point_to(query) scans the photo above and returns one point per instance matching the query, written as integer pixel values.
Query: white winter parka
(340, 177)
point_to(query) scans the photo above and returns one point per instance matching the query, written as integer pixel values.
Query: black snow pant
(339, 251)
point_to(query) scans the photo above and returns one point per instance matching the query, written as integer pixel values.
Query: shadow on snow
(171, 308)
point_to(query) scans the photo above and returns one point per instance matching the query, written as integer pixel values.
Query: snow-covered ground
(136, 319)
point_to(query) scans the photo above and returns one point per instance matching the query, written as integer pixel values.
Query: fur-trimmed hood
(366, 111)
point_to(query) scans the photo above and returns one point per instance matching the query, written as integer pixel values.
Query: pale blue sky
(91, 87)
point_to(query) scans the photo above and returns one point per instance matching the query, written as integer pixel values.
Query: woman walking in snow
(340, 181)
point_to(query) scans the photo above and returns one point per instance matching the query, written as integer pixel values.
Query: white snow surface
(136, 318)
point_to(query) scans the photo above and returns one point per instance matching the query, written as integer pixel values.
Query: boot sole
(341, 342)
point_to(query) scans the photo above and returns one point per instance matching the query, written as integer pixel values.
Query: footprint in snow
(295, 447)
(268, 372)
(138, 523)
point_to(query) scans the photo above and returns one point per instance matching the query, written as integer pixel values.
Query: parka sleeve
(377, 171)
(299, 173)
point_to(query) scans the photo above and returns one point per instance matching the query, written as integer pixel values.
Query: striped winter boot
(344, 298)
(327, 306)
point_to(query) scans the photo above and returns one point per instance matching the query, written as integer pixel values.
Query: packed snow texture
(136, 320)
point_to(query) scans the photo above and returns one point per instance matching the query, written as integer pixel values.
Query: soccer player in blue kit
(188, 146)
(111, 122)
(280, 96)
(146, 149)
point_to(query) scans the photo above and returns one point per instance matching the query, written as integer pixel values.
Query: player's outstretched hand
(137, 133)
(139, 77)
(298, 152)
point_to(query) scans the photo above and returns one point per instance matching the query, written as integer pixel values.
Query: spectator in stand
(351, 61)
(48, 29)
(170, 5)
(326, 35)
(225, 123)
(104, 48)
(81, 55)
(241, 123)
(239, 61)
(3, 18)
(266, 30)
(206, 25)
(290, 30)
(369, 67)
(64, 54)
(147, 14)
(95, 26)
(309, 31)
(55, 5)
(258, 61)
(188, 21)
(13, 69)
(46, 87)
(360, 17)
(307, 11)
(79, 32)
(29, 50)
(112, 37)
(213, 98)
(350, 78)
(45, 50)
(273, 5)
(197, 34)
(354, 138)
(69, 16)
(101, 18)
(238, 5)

■ TASK INSTRUCTIONS: Transcribe each entry exactly.

■ FINISHED TASK:
point_to(query) scans the photo above and returns one point per instance matching the query, written as integer pixel values.
Query: white winter parka
(340, 177)
point_to(query) scans the photo above and returns one point per instance matching the query, written as integer pixel values.
Query: black snow pant
(339, 251)
point_to(query) scans the photo above and returns one point per instance matching the query, written as integer pixel values.
Query: shadow on snow
(171, 308)
point_to(query) scans the photo above and returns one point per instance matching the query, written as integer pixel values.
Query: snow-covered ground
(136, 319)
point_to(query) scans the photo above and returns one point per instance matching the query, written as integer pixel values.
Query: fur-trimmed hood
(366, 111)
point_to(query) scans the photo above and returns one point per instance matching the query, written as integer pixel values.
Query: pale blue sky
(91, 87)
point_to(query) scans the photo above and returns one point per instance matching the query, written as integer pixel values.
Query: woman walking in snow
(340, 181)
point_to(query) scans the photo above and returns one point per instance matching the query, written as integer pixel values.
Query: white snow surface
(136, 318)
point_to(query) scans the photo above and returns one point per instance matching the query, written as integer pixel values.
Query: boot sole
(341, 342)
point_to(query) scans the photo above and returns one point per instance matching the query, written as integer pixel values.
Query: footprint in snow
(295, 447)
(268, 372)
(138, 523)
point_to(query) scans the photo above and returns one point per instance matching the query, written as integer pixel values.
Query: parka sleeve
(377, 171)
(299, 173)
point_to(query) scans the photo above and returns one point per instance matching the query, written as integer pixel values.
Query: striped winter boot
(344, 298)
(327, 306)
point_to(query) scans the photo above and returns one point per instance matching the query, written as integer pixel values.
Query: packed snow texture
(136, 320)
point_to(query) scans the photo above and returns one point per instance matching the query, written as integer pixel values.
Query: soccer player in blue kit
(188, 146)
(111, 122)
(280, 96)
(146, 149)
point_to(query) scans the photo above and returns one point per instance matching the query, written as integer pixel values.
Query: player's outstretched hand
(137, 133)
(139, 77)
(298, 152)
point_to(query) scans the photo above and returns one point per instance matching the query, written as integer pixel values.
Query: spectator in stand
(351, 61)
(48, 29)
(170, 5)
(326, 35)
(225, 123)
(104, 48)
(81, 55)
(241, 123)
(239, 61)
(3, 18)
(266, 30)
(206, 25)
(290, 30)
(369, 67)
(64, 54)
(147, 14)
(95, 26)
(309, 31)
(55, 5)
(258, 61)
(188, 21)
(13, 69)
(46, 87)
(360, 17)
(307, 11)
(79, 32)
(29, 50)
(112, 37)
(213, 98)
(350, 78)
(45, 50)
(273, 5)
(197, 34)
(354, 138)
(69, 16)
(101, 18)
(238, 5)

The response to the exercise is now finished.